Work instructions ▸ Could the lines from the one with "drainpipe in the photo above." through the end of the listing be restated exactly, with nothing else included?

Data in this exercise ▸
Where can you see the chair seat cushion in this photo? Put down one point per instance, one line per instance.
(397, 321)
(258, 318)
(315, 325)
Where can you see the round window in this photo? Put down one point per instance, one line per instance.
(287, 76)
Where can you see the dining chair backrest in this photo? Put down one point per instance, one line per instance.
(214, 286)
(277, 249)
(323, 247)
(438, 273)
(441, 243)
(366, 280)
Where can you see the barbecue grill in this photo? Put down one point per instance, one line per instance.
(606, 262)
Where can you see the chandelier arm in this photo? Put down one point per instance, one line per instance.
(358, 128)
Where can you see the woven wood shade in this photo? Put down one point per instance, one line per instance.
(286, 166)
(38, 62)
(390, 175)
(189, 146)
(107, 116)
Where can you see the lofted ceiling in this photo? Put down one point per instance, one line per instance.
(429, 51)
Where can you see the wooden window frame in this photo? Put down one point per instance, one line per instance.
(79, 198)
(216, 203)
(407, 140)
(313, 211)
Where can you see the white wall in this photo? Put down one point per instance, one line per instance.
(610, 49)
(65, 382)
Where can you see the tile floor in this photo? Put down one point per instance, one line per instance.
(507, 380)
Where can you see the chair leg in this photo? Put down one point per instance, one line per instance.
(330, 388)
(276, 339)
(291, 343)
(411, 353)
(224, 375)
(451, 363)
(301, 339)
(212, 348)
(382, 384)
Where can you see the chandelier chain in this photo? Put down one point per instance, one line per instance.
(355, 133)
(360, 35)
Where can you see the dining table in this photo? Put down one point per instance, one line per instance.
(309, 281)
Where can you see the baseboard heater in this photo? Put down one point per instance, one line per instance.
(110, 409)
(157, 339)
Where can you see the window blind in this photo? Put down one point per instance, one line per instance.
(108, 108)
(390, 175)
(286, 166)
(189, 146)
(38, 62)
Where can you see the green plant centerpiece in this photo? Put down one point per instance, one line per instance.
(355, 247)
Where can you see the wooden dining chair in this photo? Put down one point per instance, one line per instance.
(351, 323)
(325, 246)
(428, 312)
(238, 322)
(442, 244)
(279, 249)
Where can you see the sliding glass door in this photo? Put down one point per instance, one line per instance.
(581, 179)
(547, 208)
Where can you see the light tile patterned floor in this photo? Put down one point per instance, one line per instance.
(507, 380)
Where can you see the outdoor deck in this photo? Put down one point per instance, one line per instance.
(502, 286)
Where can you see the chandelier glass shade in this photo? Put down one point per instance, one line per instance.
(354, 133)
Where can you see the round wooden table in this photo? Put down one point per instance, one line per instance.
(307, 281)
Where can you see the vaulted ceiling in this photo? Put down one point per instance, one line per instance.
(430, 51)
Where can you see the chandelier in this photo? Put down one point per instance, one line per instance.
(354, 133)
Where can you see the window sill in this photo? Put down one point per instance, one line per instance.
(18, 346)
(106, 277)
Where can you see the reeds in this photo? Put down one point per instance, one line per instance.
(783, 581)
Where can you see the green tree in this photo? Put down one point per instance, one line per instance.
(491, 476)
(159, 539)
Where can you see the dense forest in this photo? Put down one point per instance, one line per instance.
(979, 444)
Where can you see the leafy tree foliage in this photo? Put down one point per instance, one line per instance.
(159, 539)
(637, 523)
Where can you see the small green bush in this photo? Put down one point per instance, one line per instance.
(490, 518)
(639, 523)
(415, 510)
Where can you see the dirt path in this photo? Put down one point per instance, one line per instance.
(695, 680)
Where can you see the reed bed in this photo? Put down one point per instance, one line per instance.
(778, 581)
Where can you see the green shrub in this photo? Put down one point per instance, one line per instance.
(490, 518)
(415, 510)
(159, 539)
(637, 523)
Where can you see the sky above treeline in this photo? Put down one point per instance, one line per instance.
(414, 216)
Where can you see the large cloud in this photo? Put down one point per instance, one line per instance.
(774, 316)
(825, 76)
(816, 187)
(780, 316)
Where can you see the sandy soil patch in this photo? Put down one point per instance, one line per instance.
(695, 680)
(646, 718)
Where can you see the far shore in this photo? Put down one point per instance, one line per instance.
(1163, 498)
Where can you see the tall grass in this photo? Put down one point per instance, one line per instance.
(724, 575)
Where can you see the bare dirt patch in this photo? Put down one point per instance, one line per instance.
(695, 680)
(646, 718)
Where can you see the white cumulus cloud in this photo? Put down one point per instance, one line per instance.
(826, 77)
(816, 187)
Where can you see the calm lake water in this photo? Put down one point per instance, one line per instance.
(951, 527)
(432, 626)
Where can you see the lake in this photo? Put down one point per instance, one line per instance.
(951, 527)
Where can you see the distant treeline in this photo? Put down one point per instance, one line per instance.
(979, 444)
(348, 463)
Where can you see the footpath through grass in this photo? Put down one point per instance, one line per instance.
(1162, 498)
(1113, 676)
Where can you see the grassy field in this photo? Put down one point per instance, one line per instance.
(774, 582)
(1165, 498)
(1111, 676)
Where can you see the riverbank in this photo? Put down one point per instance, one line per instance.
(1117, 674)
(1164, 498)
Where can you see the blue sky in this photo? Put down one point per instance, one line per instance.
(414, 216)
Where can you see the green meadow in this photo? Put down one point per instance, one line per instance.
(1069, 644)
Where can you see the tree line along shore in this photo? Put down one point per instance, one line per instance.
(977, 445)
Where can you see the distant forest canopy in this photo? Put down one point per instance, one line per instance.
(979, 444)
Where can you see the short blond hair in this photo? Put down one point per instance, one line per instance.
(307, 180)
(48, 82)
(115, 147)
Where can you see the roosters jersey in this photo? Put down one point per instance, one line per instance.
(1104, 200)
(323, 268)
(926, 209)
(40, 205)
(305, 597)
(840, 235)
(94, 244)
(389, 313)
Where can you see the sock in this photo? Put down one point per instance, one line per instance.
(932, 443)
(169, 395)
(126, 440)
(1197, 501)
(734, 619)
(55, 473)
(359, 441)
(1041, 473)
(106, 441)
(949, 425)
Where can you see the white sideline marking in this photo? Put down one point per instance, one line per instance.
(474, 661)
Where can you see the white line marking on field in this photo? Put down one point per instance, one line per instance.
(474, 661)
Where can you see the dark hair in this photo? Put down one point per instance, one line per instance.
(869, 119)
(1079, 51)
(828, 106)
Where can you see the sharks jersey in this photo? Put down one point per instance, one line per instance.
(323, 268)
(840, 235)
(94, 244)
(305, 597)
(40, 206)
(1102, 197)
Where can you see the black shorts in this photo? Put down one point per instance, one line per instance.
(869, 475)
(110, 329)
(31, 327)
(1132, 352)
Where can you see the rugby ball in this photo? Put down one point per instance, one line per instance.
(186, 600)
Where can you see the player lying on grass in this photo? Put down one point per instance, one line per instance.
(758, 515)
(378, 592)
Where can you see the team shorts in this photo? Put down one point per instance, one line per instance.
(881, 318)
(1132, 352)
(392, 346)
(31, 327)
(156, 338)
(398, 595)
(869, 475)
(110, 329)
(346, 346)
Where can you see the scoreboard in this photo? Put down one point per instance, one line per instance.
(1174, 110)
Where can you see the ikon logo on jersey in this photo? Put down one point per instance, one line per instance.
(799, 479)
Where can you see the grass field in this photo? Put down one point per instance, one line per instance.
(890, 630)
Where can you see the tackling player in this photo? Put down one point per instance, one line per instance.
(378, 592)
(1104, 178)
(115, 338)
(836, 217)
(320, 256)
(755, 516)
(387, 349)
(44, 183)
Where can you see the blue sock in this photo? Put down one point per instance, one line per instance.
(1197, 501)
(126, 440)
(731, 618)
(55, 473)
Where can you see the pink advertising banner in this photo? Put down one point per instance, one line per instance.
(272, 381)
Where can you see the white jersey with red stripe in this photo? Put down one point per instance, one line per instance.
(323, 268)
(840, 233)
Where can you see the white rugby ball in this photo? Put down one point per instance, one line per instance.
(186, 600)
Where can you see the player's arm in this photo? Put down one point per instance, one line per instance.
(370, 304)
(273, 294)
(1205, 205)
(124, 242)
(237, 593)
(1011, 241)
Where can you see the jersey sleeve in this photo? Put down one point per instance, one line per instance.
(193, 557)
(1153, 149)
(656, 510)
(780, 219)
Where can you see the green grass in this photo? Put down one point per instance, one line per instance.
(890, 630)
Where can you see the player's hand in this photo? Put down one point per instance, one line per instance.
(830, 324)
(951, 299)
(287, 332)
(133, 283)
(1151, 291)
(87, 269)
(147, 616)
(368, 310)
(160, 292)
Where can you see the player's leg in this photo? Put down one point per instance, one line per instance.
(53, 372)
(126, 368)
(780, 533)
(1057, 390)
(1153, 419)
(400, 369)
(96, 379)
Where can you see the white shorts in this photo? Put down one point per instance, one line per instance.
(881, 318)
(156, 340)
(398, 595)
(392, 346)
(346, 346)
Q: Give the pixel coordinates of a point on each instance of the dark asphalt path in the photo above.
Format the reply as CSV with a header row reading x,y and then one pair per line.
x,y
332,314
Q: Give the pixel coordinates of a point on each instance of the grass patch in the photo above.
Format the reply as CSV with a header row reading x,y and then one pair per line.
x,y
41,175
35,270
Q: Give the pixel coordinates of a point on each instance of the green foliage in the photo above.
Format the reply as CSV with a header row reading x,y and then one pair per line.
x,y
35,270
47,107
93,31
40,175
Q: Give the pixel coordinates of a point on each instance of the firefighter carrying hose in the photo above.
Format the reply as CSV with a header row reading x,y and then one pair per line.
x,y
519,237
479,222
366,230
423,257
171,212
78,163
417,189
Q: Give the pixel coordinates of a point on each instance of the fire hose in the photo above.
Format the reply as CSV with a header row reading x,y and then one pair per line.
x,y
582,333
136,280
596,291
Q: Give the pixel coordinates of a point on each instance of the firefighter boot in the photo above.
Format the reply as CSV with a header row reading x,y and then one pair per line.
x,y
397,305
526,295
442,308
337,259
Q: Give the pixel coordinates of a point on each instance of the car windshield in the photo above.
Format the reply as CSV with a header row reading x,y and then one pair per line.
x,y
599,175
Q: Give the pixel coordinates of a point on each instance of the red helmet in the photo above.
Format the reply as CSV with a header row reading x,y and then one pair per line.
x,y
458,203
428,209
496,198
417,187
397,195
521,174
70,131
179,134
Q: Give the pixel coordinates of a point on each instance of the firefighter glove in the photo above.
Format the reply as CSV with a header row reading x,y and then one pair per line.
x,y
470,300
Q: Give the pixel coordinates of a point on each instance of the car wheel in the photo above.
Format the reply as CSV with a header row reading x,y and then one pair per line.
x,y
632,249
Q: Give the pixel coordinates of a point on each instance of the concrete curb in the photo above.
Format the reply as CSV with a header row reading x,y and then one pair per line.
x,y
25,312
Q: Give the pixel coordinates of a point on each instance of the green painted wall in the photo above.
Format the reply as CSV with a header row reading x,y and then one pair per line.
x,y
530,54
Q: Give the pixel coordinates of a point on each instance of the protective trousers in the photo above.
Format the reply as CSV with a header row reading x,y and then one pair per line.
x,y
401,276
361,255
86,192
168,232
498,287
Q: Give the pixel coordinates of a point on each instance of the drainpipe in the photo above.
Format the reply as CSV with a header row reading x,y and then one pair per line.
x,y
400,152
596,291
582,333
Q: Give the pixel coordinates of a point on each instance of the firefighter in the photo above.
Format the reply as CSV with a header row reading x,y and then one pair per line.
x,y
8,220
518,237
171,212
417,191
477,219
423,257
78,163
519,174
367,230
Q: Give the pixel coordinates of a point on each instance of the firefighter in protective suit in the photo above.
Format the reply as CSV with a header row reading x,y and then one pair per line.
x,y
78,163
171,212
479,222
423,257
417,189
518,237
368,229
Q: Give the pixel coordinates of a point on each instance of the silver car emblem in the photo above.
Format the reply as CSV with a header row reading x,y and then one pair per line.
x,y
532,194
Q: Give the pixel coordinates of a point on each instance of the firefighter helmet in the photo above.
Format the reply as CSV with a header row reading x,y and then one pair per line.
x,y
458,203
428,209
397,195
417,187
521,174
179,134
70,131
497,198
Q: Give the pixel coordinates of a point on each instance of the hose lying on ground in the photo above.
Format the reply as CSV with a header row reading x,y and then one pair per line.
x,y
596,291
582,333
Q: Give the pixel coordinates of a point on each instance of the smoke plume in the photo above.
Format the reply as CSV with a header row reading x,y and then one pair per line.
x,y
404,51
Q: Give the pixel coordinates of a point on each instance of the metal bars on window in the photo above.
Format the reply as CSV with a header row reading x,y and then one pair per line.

Exercise result ▸
Q: Give the pixel coordinates of a point on each instance of the drainpipe in the photo above.
Format the reply as CSV with a header row reading x,y and then one pair per line.
x,y
400,152
596,291
582,333
Q: Give the pixel coordinates of a point on each instance of the firefighter in the photo above.
Format the reply as CSV with a header row reading x,y and then one pair per line.
x,y
8,220
518,237
171,212
417,191
477,219
423,257
78,163
519,174
367,230
Q: Give the pixel coordinates of a point on each instance of the firefighter in protective suit in the photo above.
Format the reply as CSV with a header row reading x,y and then one pair per line.
x,y
78,163
171,212
479,222
423,257
417,189
518,237
368,229
Q: Give the pixel coordinates of a point on each instance of the silver car emblem in the photo above.
Format the reply as CSV with a header row reading x,y and then one pair per line.
x,y
532,194
Q: Give the pixel coordinates of a point on each instance of the firefighter helmet in the photo above.
Format the reply as CSV with a header row reading x,y and then one pair per line.
x,y
458,203
428,209
397,195
417,187
521,174
179,134
70,131
497,198
Q: Give the pixel coordinates of a point on each instance of the hose lying on ground in the photo above.
Format the reply as CSV with a header row reading x,y and then one pair per line.
x,y
596,291
582,333
Q: Give the pixel coordinates of a point on each instance of the smoke plume in the photo above.
Format the reply as CSV with a header row reading x,y and then one pair per line.
x,y
404,51
Q: Give the pixel coordinates of a point on each instance of the metal bars on window in the photo above.
Format the reply as CSV with a header row reading x,y and then one pair per line.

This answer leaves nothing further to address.